>> START
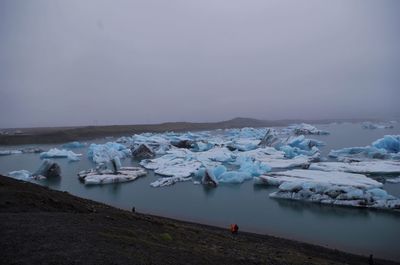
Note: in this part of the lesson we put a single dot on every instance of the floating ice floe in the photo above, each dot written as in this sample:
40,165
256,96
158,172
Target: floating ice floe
322,177
364,167
220,174
57,153
180,164
103,153
10,152
243,144
393,180
142,152
106,176
48,169
371,125
74,144
20,174
304,129
387,147
336,188
276,159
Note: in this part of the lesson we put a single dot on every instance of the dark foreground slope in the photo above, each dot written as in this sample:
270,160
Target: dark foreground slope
45,135
41,226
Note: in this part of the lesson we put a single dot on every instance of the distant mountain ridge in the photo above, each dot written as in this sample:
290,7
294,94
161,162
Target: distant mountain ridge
66,134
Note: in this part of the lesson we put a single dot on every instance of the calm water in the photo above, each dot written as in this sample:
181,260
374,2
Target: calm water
353,230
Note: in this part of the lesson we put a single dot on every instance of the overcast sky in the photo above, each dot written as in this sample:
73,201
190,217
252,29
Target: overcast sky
123,62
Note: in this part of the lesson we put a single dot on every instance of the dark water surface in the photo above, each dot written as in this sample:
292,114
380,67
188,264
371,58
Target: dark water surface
353,230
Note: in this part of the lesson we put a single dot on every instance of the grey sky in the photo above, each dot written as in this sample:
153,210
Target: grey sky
123,62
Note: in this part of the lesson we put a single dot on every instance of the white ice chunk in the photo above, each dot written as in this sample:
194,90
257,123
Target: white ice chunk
305,128
364,167
107,176
331,178
20,174
103,153
74,144
57,153
393,180
10,152
371,125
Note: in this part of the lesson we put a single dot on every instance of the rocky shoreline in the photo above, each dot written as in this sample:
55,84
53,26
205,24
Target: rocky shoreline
42,226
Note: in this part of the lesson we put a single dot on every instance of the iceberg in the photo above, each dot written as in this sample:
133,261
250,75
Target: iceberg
103,153
56,153
305,129
270,139
276,159
364,167
74,144
387,147
335,188
253,168
48,169
201,146
161,182
20,174
243,144
371,125
10,152
105,176
220,174
390,143
393,180
142,152
322,177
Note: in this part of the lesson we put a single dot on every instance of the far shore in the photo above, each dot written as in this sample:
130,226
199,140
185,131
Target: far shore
49,135
43,226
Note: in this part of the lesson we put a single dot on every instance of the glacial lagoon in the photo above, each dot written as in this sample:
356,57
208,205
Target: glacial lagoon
355,230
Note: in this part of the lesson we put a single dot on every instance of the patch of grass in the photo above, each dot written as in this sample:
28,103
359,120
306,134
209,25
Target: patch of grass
166,237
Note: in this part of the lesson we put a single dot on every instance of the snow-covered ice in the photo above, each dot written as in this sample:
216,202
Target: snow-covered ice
387,147
124,174
304,129
57,153
10,152
364,167
103,153
336,188
380,125
322,177
393,180
74,144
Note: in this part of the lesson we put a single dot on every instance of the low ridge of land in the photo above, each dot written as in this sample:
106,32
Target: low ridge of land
42,226
45,135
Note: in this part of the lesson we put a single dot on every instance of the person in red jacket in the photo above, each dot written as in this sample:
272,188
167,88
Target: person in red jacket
234,229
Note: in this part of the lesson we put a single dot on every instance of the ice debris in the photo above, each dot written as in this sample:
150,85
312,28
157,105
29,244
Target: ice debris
9,152
304,129
371,125
143,151
74,144
57,153
336,188
321,177
387,147
393,180
363,167
48,169
220,174
103,153
107,176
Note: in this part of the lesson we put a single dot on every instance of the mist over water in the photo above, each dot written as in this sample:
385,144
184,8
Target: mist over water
123,62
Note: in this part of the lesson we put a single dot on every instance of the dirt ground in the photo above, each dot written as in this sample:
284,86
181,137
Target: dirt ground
42,226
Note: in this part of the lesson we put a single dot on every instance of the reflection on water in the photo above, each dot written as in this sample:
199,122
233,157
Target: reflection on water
>> END
What the task requires.
Copy every line above verbatim, leaving out the pictures.

Exercise response.
Note: in this part of the lesson we put a single dot on every instance of the floating ice floe in the photo above, each dot written as in this sample:
40,165
256,96
158,172
Target: floating ice floe
322,177
364,167
220,174
57,153
180,164
103,153
10,152
243,144
393,180
142,152
106,176
48,169
371,125
74,144
20,174
304,129
387,147
336,188
276,159
Note: in this part of the lesson we put a single dot on every instance of the dark foreground slope in the photo above, each dot written as in this sample:
270,160
Target: dark foreground slope
45,135
41,226
Note: in this part of the lesson we put a single dot on every instance of the distant mountain ridge in the photo above, each dot written as in this sample:
290,7
294,94
161,162
Target: distant mountain ridge
66,134
Note: in this part of the lesson we put a single dot on every instance of the calm water in the photo above, each dot written as in this sample:
181,260
374,2
Target: calm water
353,230
Note: in this part of the lesson we put a single dot on every instance of the overcast sky in the photo above, each dot written as in this sample:
73,201
190,217
252,29
Target: overcast sky
123,62
Note: in this part of the lesson we put a single dot on every instance of the dark water surface in the photo above, each dot written as in this sample:
292,114
380,67
188,264
371,58
Target: dark water surface
353,230
Note: in this part of the lesson we put a single dot on every instance of the grey sky in the photo above, each dot written as in this sample:
153,210
Target: grey sky
123,62
Note: in this part of the lesson we put a single dot on every instance of the white ice chunk in the photo above, each dot written as in this sample:
194,90
257,123
Target: white ice chunk
305,128
364,167
107,176
331,178
20,174
103,153
74,144
57,153
393,180
10,152
371,125
Note: in this part of the lesson we put a single dot on every instance of the rocky shoreline in the photo above, each dot written as in this sample:
55,84
53,26
205,24
Target: rocky shoreline
42,226
Note: in this part of the lesson we put a single dot on every instance of the iceberg in the photo above, each dot written as in this sample:
133,261
250,75
Target: iceberg
103,153
56,153
305,129
270,139
276,159
364,167
74,144
387,147
335,188
253,168
48,169
201,146
161,182
20,174
243,144
371,125
10,152
105,176
220,174
390,143
393,180
142,152
322,177
Note: in this part of the lesson we put a single dot on every instance of the far shore in the photo above, each dot written as in this sample:
130,226
199,140
185,131
Target: far shore
49,135
43,226
Note: in this part of the lesson we put a single dot on every instance of the glacial lagoon in the photo above, each dot written as in this sample:
356,57
208,205
Target: glacial lagoon
355,230
Note: in this part of the lesson we put a single dot on every instance of the patch of grass in the photo above, each dot written as in this sample:
28,103
359,120
306,134
209,25
Target: patch of grass
166,237
Note: in this part of the lesson we put a single dot on every instance of the snow-covered ice in the photo above, each dot written as in this sample:
216,202
Target: snow-covered ice
387,147
124,174
304,129
57,153
10,152
364,167
103,153
336,188
380,125
322,177
393,180
74,144
Note: in this part of the lesson we put a single dot on every instance of the low ridge of land in the photo above, each dot written as in this sample:
106,32
Target: low ridge of land
42,226
45,135
Note: in this part of the lesson we put a single dot on every instance of the person in red jacket in the photo above, each dot written as in this sample:
272,188
167,88
Target: person in red jacket
234,229
Note: in this part of the lesson we put a single dot on every instance of the ice debris in the photo above, each dot written as in this sample:
150,85
312,28
157,105
29,244
Target: ice debris
9,152
304,129
371,125
143,151
74,144
57,153
336,188
321,177
387,147
393,180
363,167
48,169
220,174
103,153
107,176
Note: in this part of the lesson we put a single dot on every instance of the mist over water in the photo above, each dot written as in this sample:
385,144
184,8
Target: mist over water
123,62
Note: in this part of the lesson we put a single dot on every instance of the dirt ground in the photo above, each dot written as in this sample:
284,86
181,137
Target: dirt ground
42,226
Note: in this part of the lesson we put a single dot on every instance of the reflection on water in the photo above, each dot written as in this sample:
199,122
233,157
Target: reflection on water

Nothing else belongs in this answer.